## What needs to be done
Using the material below, write out every entry exactly.
** Opening Provided data block **
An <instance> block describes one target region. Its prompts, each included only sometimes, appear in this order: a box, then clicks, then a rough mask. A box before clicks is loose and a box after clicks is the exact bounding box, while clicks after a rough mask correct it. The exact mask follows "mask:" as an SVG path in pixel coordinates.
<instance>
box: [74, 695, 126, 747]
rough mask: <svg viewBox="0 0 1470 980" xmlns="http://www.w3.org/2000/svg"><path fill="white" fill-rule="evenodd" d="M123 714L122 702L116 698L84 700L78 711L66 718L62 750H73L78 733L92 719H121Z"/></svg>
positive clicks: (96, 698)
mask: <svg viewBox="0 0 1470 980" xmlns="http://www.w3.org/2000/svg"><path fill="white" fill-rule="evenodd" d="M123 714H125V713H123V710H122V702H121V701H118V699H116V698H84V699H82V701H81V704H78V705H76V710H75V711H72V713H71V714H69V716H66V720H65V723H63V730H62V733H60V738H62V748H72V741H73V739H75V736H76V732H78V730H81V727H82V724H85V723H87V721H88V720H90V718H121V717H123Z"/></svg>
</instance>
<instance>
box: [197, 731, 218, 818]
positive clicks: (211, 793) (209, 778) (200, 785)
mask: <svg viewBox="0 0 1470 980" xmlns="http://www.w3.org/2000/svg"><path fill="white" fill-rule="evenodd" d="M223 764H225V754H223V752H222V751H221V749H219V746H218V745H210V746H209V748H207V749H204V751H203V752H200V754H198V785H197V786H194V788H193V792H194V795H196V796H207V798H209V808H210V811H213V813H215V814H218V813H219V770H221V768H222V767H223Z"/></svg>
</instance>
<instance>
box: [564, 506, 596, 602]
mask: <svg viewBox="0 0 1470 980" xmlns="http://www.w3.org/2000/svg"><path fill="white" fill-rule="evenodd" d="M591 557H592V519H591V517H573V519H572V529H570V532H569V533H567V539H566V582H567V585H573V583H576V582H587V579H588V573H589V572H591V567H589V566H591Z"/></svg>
** Closing Provided data block **
## Response to the exercise
An <instance> block describes one target region. Its prompts, each included only sometimes, appear in this order: a box, then clicks, then a rough mask. A box before clicks is loose and a box after clicks is the exact bounding box, while clicks after a rough mask correct it. The exact mask follows "mask:" as an SVG path in pixel coordinates.
<instance>
box: [74, 695, 126, 747]
rough mask: <svg viewBox="0 0 1470 980" xmlns="http://www.w3.org/2000/svg"><path fill="white" fill-rule="evenodd" d="M123 714L122 702L116 698L84 700L78 711L66 718L62 750H73L78 733L92 719H121Z"/></svg>
positive clicks: (96, 698)
mask: <svg viewBox="0 0 1470 980" xmlns="http://www.w3.org/2000/svg"><path fill="white" fill-rule="evenodd" d="M123 714H125V713H123V710H122V702H121V701H118V699H116V698H84V699H82V701H81V704H78V705H76V710H75V711H72V713H71V714H69V716H66V720H65V723H63V730H62V733H60V738H62V748H72V741H73V739H75V736H76V732H78V730H81V727H82V724H85V723H87V721H88V720H90V718H121V717H123Z"/></svg>
</instance>
<instance>
box: [197, 731, 218, 818]
positive clicks: (211, 793) (209, 778) (200, 785)
mask: <svg viewBox="0 0 1470 980" xmlns="http://www.w3.org/2000/svg"><path fill="white" fill-rule="evenodd" d="M223 764H225V754H223V752H222V751H221V749H219V746H218V745H210V746H209V748H207V749H204V751H203V752H200V754H198V785H197V786H194V788H193V792H194V795H196V796H207V798H209V808H210V811H213V813H215V814H218V813H219V770H221V768H222V767H223Z"/></svg>
</instance>
<instance>
box: [564, 506, 596, 602]
mask: <svg viewBox="0 0 1470 980" xmlns="http://www.w3.org/2000/svg"><path fill="white" fill-rule="evenodd" d="M591 557H592V519H591V517H573V519H572V529H570V532H569V533H567V539H566V582H567V585H573V583H576V582H587V579H588V573H589V572H591V567H589V566H591Z"/></svg>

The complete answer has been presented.